Recorded information section start

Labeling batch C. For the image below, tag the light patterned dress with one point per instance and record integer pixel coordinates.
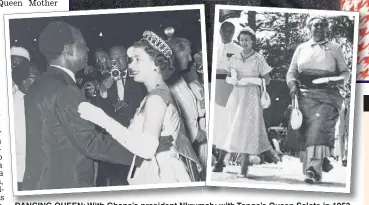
(245, 130)
(166, 166)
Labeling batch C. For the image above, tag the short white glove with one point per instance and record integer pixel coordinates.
(231, 81)
(141, 144)
(233, 73)
(246, 81)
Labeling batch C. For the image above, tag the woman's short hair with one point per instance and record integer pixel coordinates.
(310, 21)
(163, 63)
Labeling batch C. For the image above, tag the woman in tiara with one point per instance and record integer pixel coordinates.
(319, 103)
(152, 65)
(246, 132)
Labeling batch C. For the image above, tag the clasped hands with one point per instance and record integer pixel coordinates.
(97, 116)
(243, 81)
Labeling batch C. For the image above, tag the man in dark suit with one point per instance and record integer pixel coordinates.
(125, 95)
(61, 146)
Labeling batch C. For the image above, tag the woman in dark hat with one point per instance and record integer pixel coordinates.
(320, 103)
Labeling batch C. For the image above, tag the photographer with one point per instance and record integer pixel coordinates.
(125, 95)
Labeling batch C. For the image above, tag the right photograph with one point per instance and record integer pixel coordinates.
(280, 111)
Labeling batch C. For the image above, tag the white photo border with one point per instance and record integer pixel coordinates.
(216, 36)
(8, 17)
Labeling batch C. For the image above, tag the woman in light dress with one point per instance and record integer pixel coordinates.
(152, 64)
(245, 132)
(320, 104)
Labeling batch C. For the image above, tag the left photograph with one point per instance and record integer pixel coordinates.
(107, 100)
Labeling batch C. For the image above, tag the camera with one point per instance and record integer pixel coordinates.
(115, 72)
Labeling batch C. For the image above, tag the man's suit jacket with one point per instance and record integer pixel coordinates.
(61, 146)
(133, 95)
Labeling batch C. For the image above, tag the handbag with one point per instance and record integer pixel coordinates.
(147, 173)
(265, 98)
(296, 115)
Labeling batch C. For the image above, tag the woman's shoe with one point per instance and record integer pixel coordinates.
(344, 163)
(327, 166)
(219, 167)
(310, 177)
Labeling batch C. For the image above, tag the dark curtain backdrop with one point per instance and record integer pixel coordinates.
(117, 29)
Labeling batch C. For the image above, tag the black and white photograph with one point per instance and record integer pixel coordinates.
(282, 102)
(106, 100)
(209, 9)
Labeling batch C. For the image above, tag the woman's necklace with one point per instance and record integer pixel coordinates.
(246, 55)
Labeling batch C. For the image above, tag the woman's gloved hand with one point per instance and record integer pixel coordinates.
(333, 84)
(231, 80)
(294, 88)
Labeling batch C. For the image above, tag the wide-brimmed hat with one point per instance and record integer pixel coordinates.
(20, 51)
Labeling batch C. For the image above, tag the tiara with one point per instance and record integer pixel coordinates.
(158, 43)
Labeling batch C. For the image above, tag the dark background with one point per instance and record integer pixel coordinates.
(117, 29)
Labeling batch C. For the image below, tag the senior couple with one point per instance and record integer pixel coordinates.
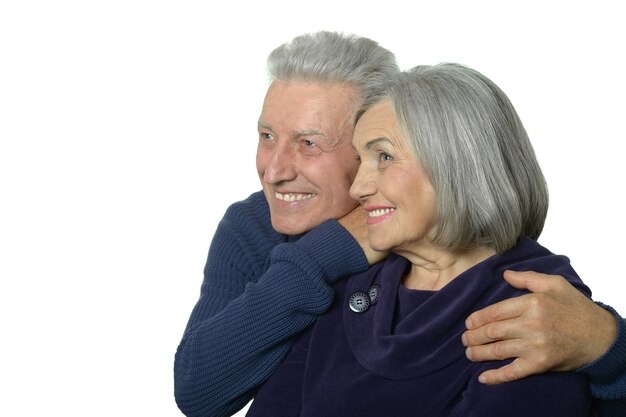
(384, 269)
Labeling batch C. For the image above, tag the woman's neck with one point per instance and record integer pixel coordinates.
(432, 267)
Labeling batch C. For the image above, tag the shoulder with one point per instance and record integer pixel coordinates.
(529, 255)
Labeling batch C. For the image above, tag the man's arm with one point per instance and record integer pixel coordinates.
(556, 328)
(257, 294)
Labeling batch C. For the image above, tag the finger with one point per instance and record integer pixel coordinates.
(502, 310)
(517, 369)
(504, 349)
(490, 332)
(532, 281)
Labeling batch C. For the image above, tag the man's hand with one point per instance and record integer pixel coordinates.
(556, 328)
(355, 222)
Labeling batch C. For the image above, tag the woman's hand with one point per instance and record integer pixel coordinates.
(556, 328)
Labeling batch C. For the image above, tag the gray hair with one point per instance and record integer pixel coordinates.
(332, 57)
(471, 144)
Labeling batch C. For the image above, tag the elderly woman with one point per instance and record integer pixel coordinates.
(454, 190)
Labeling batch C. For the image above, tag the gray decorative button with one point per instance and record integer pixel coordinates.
(359, 302)
(374, 293)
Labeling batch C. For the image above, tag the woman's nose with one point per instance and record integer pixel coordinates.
(363, 185)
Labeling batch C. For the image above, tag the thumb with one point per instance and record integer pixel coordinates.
(527, 280)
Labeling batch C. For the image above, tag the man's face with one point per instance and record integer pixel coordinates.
(304, 157)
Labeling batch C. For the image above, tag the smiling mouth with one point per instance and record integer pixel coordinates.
(380, 212)
(293, 196)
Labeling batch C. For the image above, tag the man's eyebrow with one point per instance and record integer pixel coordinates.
(265, 126)
(308, 132)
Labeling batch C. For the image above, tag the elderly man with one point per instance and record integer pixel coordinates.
(275, 256)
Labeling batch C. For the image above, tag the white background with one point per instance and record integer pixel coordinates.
(127, 127)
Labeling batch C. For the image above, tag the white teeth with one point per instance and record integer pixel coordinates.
(380, 212)
(293, 197)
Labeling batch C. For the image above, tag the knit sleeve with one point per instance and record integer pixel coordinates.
(608, 373)
(259, 291)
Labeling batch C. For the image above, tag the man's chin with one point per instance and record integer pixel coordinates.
(295, 226)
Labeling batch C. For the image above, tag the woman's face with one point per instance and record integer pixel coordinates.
(390, 185)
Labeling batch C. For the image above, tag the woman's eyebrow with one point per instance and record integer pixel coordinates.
(373, 142)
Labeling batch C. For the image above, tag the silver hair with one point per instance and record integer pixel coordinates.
(333, 57)
(471, 144)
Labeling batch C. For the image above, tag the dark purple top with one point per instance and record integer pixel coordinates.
(403, 355)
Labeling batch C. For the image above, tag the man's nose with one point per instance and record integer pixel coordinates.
(281, 165)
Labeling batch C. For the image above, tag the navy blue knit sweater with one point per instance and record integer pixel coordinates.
(262, 288)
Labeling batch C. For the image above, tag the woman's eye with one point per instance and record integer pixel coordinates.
(383, 157)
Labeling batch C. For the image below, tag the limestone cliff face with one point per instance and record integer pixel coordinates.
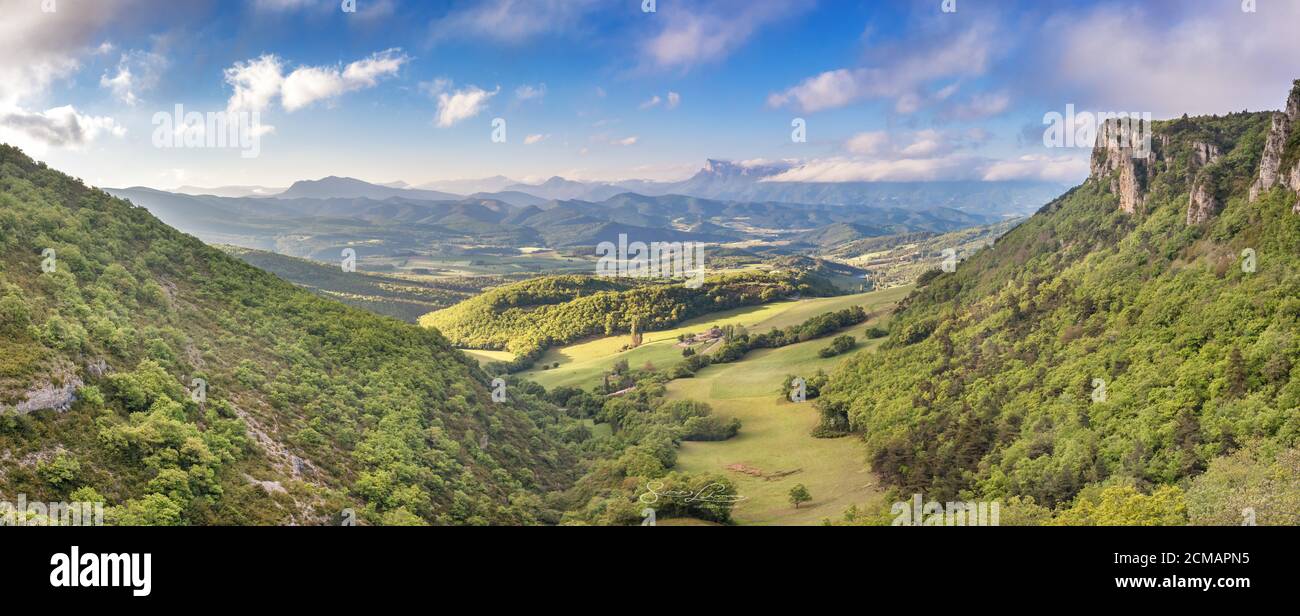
(1204, 204)
(1127, 169)
(1282, 129)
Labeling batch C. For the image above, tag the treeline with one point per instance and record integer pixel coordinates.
(737, 342)
(1092, 351)
(308, 408)
(633, 468)
(531, 316)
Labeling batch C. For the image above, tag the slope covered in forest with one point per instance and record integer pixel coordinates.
(1132, 346)
(183, 386)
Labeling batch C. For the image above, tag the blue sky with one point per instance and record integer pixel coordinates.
(602, 90)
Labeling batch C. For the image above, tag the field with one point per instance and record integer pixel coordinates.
(775, 439)
(488, 356)
(774, 450)
(583, 364)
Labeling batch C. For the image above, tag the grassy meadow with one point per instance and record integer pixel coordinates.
(583, 364)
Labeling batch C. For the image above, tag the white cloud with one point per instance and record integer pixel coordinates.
(982, 105)
(514, 21)
(531, 92)
(460, 104)
(137, 72)
(311, 83)
(284, 4)
(670, 102)
(1192, 57)
(61, 126)
(1040, 166)
(846, 169)
(900, 76)
(37, 50)
(258, 82)
(869, 143)
(927, 156)
(701, 34)
(255, 82)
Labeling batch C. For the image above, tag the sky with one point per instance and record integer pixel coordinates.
(601, 90)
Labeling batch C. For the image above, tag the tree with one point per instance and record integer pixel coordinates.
(798, 495)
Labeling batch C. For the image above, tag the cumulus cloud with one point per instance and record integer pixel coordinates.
(311, 83)
(512, 21)
(531, 92)
(900, 74)
(137, 72)
(670, 102)
(35, 51)
(456, 105)
(982, 105)
(848, 169)
(1194, 56)
(1039, 166)
(710, 31)
(260, 81)
(869, 143)
(927, 156)
(61, 126)
(284, 4)
(255, 82)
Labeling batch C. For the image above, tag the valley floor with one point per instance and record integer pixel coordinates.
(774, 450)
(583, 364)
(775, 438)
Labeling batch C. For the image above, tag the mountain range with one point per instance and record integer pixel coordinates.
(317, 217)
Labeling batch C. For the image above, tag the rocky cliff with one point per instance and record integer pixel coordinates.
(1188, 156)
(1281, 160)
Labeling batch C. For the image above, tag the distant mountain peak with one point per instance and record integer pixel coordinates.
(729, 169)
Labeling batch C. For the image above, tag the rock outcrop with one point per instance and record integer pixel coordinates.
(1281, 131)
(1114, 152)
(59, 398)
(1204, 204)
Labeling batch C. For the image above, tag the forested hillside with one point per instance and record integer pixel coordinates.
(107, 320)
(1129, 355)
(529, 316)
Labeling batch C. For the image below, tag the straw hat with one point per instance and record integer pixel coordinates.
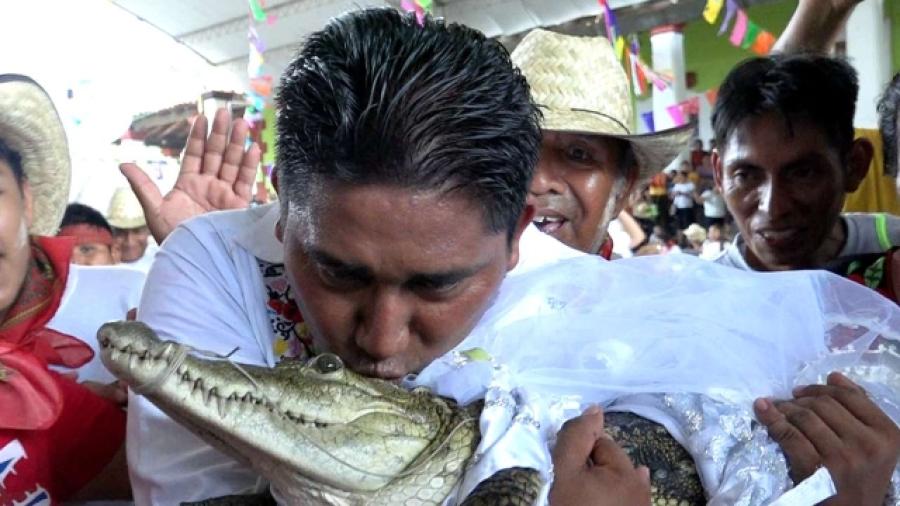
(580, 87)
(695, 233)
(125, 210)
(30, 126)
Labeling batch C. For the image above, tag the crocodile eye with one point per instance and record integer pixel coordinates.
(328, 363)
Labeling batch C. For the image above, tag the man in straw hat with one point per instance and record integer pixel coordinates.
(59, 439)
(130, 232)
(398, 221)
(590, 158)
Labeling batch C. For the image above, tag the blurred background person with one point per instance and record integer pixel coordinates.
(131, 236)
(92, 234)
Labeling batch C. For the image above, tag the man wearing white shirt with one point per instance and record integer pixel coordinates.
(401, 213)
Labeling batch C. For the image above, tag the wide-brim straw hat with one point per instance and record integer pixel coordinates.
(580, 87)
(30, 126)
(125, 210)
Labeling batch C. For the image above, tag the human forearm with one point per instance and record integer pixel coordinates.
(814, 26)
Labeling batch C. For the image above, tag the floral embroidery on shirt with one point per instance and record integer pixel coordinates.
(292, 337)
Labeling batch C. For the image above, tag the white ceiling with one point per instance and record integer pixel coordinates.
(217, 29)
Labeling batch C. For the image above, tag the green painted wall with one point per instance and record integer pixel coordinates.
(892, 10)
(711, 56)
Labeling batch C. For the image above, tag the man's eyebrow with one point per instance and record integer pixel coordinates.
(323, 258)
(444, 278)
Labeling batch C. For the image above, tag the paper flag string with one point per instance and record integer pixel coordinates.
(257, 11)
(609, 19)
(753, 31)
(648, 120)
(262, 86)
(676, 114)
(417, 7)
(712, 9)
(730, 10)
(763, 44)
(638, 77)
(691, 106)
(740, 28)
(620, 47)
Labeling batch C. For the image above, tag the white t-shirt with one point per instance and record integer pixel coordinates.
(683, 201)
(144, 263)
(713, 204)
(94, 296)
(206, 290)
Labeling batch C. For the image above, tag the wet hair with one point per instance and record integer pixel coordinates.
(80, 214)
(817, 89)
(375, 98)
(13, 160)
(887, 119)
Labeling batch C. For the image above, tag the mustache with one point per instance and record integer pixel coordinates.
(558, 203)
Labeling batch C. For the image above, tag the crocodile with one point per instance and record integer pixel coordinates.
(322, 434)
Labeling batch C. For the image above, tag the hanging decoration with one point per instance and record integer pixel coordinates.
(420, 7)
(744, 33)
(261, 86)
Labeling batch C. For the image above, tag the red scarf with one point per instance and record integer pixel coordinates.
(30, 398)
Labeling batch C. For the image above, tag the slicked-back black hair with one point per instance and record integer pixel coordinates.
(807, 87)
(374, 98)
(14, 160)
(78, 214)
(887, 121)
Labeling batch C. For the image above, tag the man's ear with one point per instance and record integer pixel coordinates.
(630, 185)
(524, 220)
(28, 203)
(717, 170)
(279, 230)
(858, 163)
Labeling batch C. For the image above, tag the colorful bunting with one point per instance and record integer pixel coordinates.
(740, 28)
(257, 11)
(763, 44)
(620, 47)
(420, 7)
(262, 86)
(712, 9)
(609, 19)
(638, 77)
(648, 121)
(753, 31)
(730, 10)
(676, 114)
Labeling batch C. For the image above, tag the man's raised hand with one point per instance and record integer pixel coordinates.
(216, 173)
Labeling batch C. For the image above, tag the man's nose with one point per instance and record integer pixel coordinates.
(548, 178)
(383, 331)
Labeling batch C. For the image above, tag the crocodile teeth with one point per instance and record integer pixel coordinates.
(209, 395)
(221, 404)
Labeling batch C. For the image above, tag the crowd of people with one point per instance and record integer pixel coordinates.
(411, 160)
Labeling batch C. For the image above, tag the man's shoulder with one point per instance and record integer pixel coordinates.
(249, 229)
(869, 233)
(228, 222)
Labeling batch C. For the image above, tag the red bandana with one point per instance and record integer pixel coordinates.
(30, 398)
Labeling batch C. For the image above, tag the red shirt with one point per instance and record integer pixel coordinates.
(46, 467)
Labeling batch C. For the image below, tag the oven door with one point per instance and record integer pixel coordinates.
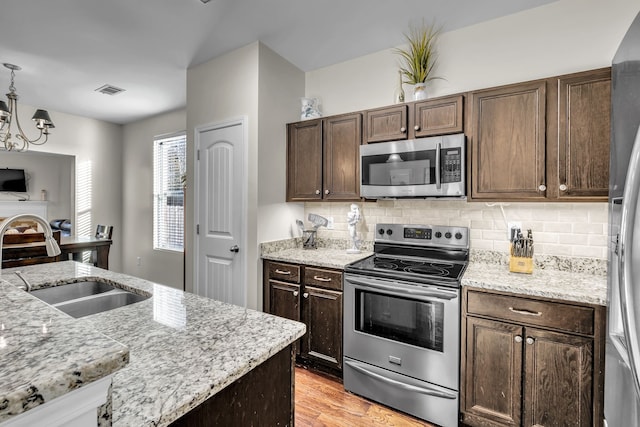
(422, 167)
(410, 329)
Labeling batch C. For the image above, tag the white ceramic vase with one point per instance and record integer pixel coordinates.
(419, 91)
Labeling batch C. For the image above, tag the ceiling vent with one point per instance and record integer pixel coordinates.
(109, 90)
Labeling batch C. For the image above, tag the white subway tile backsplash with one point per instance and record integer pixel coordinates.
(562, 229)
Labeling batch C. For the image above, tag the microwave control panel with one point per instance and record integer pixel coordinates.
(451, 165)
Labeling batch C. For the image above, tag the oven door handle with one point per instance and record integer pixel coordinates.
(433, 293)
(423, 390)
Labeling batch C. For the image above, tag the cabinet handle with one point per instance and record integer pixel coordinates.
(525, 312)
(285, 272)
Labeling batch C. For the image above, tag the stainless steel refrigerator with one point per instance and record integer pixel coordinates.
(622, 367)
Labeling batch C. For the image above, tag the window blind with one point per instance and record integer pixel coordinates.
(169, 168)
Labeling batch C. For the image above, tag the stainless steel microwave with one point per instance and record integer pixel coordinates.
(423, 167)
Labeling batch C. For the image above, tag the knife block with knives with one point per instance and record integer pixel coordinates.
(521, 252)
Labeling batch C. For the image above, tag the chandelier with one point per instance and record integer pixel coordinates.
(7, 115)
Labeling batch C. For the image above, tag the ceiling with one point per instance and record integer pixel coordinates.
(69, 48)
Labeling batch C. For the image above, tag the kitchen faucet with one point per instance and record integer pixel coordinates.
(50, 243)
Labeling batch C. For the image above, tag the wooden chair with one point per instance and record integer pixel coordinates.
(23, 249)
(104, 231)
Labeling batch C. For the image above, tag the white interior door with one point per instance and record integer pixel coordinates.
(221, 213)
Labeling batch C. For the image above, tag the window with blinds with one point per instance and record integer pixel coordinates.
(169, 170)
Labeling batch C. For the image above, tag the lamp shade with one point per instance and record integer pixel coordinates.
(4, 110)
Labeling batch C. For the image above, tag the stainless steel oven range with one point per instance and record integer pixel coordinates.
(402, 320)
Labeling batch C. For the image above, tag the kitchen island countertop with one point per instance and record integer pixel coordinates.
(182, 348)
(560, 285)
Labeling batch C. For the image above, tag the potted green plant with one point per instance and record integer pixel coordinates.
(419, 58)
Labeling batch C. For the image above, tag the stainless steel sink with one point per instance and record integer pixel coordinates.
(83, 298)
(71, 291)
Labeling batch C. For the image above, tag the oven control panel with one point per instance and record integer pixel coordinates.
(425, 235)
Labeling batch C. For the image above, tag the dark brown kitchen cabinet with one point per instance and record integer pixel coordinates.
(530, 361)
(542, 140)
(579, 170)
(507, 140)
(304, 161)
(311, 295)
(438, 116)
(323, 159)
(386, 124)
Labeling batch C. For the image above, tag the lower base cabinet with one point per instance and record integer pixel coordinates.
(531, 362)
(313, 296)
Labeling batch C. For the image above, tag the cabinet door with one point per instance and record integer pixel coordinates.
(386, 124)
(508, 142)
(304, 161)
(493, 377)
(584, 135)
(342, 138)
(438, 116)
(322, 313)
(284, 299)
(558, 379)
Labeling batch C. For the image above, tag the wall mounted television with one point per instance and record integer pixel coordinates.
(13, 180)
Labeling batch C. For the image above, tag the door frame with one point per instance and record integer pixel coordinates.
(242, 255)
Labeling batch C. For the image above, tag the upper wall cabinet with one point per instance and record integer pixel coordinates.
(437, 116)
(581, 168)
(542, 140)
(440, 116)
(323, 159)
(507, 140)
(386, 124)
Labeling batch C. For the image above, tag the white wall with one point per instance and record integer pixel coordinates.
(164, 267)
(53, 173)
(561, 37)
(97, 147)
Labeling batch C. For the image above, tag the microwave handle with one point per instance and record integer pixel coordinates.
(438, 183)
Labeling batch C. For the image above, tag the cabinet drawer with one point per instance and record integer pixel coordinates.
(325, 278)
(557, 315)
(286, 272)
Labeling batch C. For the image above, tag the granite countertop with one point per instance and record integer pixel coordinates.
(563, 285)
(183, 348)
(321, 257)
(44, 353)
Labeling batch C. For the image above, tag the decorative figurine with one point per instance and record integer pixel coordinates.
(353, 218)
(310, 108)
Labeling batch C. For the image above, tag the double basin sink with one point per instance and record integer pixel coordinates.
(87, 297)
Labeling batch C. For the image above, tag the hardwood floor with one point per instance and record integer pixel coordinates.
(321, 401)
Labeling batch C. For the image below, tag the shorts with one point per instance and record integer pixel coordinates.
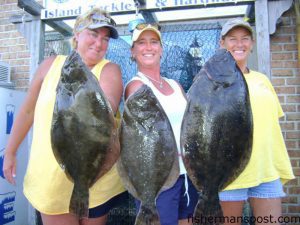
(174, 204)
(273, 189)
(103, 209)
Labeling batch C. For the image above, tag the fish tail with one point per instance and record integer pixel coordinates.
(79, 203)
(208, 211)
(147, 216)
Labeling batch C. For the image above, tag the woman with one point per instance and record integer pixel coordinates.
(175, 205)
(269, 166)
(46, 185)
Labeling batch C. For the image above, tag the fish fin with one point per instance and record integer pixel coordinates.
(79, 203)
(208, 211)
(126, 180)
(173, 175)
(147, 216)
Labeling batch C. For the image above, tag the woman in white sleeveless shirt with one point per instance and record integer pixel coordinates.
(175, 205)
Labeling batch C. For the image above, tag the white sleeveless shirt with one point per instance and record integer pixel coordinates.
(174, 106)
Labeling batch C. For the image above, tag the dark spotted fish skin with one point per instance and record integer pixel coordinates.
(83, 131)
(216, 131)
(148, 161)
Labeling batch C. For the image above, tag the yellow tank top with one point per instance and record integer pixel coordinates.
(45, 184)
(269, 159)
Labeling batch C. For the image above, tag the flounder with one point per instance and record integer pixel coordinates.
(84, 132)
(148, 161)
(216, 132)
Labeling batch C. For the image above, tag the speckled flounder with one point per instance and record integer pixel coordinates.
(83, 131)
(216, 133)
(148, 162)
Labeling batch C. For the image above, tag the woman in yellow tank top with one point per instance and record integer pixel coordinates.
(46, 185)
(269, 166)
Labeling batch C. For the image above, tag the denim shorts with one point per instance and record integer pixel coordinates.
(273, 189)
(103, 209)
(176, 203)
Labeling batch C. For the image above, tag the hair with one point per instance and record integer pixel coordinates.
(85, 18)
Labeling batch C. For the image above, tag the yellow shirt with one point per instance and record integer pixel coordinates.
(269, 159)
(46, 186)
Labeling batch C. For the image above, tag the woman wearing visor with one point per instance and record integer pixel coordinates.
(175, 205)
(45, 185)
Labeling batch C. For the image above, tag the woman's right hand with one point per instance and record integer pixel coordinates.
(9, 167)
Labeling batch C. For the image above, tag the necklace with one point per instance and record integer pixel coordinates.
(158, 82)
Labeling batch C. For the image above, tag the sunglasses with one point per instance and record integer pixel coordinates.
(99, 18)
(141, 26)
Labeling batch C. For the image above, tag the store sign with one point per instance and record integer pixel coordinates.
(13, 204)
(72, 8)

Recorded information section end

Each line from the one containing "Labeling batch C. For the image above, tag the store" through the end of the material should be restated word for word; leave out every line before it.

Labeling batch C. For the image above, tag the store sign with one point per instance and record integer pixel coordinates.
(13, 204)
(72, 8)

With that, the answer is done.